** Exercise data **
☆ ☆ ☆ ☆ ☆ ☆ ☆
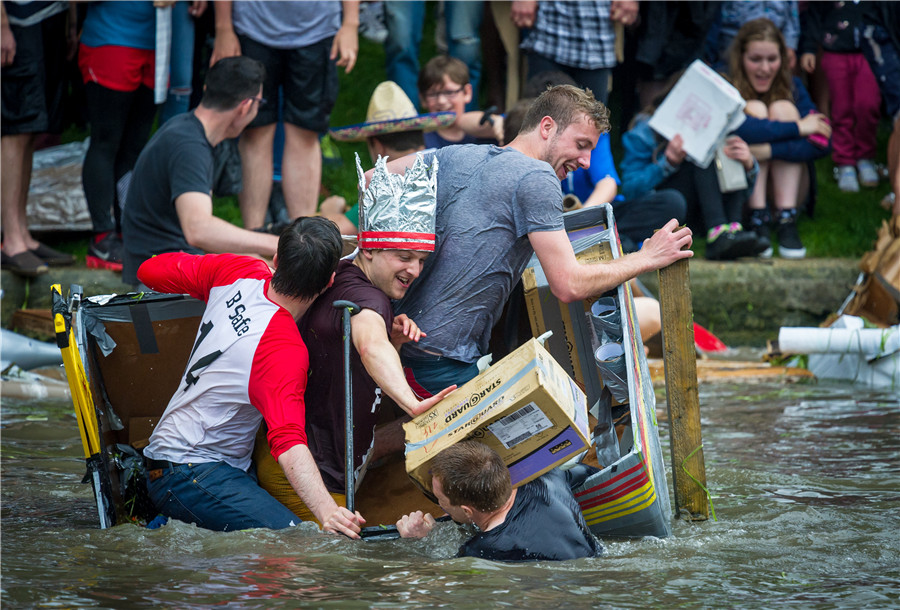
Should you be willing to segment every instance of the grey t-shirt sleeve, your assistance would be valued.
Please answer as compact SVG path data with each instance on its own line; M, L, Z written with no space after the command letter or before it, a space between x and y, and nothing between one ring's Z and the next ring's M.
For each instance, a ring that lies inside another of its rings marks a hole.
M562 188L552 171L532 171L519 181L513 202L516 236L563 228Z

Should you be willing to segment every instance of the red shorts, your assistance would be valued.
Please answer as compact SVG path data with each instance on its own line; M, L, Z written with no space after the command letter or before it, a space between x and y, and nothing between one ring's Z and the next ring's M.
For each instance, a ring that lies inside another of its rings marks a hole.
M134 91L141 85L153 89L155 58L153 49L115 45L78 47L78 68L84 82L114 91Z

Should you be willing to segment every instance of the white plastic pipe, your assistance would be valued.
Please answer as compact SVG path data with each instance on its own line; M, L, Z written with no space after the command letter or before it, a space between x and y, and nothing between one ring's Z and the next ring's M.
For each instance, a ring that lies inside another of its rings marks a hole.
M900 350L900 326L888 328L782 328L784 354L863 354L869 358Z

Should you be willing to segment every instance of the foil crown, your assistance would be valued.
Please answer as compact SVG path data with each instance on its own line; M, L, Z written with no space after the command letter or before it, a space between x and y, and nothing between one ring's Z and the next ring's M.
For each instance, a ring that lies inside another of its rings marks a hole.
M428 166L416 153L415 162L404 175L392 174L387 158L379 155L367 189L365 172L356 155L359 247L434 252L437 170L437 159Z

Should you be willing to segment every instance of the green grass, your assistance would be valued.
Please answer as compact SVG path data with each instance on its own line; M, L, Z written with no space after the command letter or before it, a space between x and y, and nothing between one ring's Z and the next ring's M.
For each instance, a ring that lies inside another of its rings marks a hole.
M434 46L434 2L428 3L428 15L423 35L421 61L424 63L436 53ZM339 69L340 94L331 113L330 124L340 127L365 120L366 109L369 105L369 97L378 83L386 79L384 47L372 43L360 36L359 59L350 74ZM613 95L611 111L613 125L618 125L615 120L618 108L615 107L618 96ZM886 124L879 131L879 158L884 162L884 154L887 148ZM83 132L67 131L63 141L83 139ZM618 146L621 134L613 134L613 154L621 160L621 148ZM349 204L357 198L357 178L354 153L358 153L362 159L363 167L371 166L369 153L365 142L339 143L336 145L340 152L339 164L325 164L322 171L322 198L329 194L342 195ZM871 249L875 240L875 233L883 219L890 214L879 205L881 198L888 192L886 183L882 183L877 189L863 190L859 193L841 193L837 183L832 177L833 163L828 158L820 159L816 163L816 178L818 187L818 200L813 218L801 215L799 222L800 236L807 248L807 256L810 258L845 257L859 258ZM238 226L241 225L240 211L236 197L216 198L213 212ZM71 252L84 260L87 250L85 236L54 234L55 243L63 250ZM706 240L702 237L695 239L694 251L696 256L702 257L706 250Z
☆ ☆ ☆ ☆ ☆ ☆ ☆
** Work instructions **
The entries above are to be printed again word for word, with every picture removed.

** Response to this task **
Should you be willing to segment every instance of the grey t-shirt sleeve, your assistance would be valued.
Please answer as compact SVG path data with each instance on its own line; M, L, Z written with no space after the command letter or before it, a space between x and y, and nothing between one ring's Z and the next ring's M.
For each instance, a ring that lies inside another of its rings marks a hole.
M562 188L552 171L532 171L519 181L513 202L516 236L563 228Z

Should you be willing to segment every instance of the red shorts, your assistance would be valued.
Please answer as compact SVG path data with each instance on its own line; M, L, Z written with no space after the command letter or before it, a space between x and y, and nothing between one ring's Z and the next ring's M.
For each instance, a ring that lies inside another of its rings marks a hole.
M134 91L141 85L153 89L155 58L153 49L115 45L78 47L78 68L84 82L114 91Z

Should you be willing to segment every instance of the white plastic pipe, your assistance would be valued.
Please answer as compact SVG path data with each instance on its own line; M, L, Z written with no space after the command letter or before it, a space between x and y, and nothing between one ring's Z and the next ring's M.
For each instance, a ring that lies inside another of its rings marks a hole.
M900 350L900 326L888 328L782 328L784 354L863 354L869 358Z

Should you be willing to segment every instance of the foil crown, your assistance would be valued.
Please answer as compact SVG path data with each instance on its own line; M, L, Z written with no space after the command letter or before it, a space between x and y, and nothing between one ring's Z and the next ring's M.
For each instance, a ring that lies inside another of its rings marks a hole.
M428 166L416 153L415 162L404 175L392 174L387 158L379 155L367 189L365 172L356 155L359 247L434 252L437 170L437 159Z

Should you be willing to segment every instance of the green grass, your assistance would be valued.
Please answer as compact SVG path data with each instance on its own line; M, L, Z written with no space after the command letter or before it, a space between x and y, and nothing between one ring's Z and the next ring's M.
For each instance, a ring that lies inside another of its rings marks a hole.
M434 46L434 2L428 3L428 15L423 35L421 61L424 63L436 53ZM339 69L340 94L331 113L330 124L340 127L365 120L366 109L369 105L369 97L378 83L386 79L384 47L372 43L360 36L359 59L350 74ZM613 95L611 111L613 125L618 125L615 120L618 108L615 107L618 96ZM886 124L879 131L879 158L884 162L884 154L887 148ZM83 132L67 131L63 141L83 139ZM618 146L621 134L613 134L613 154L621 160L621 148ZM349 204L357 198L357 178L354 153L358 153L362 159L363 167L371 166L369 153L365 142L339 143L336 145L340 152L339 164L325 164L322 171L322 198L329 194L342 195ZM871 249L875 240L875 233L883 219L890 214L879 205L881 198L888 192L886 183L882 183L877 189L863 190L859 193L841 193L837 183L832 177L833 163L828 158L820 159L816 163L816 178L818 187L818 200L813 218L801 215L799 222L800 236L807 248L807 256L810 258L845 257L859 258ZM238 226L241 225L240 211L236 197L216 198L213 212ZM71 252L84 260L87 250L85 236L54 234L55 243L63 250ZM706 240L702 237L695 239L694 251L696 256L702 257L706 250Z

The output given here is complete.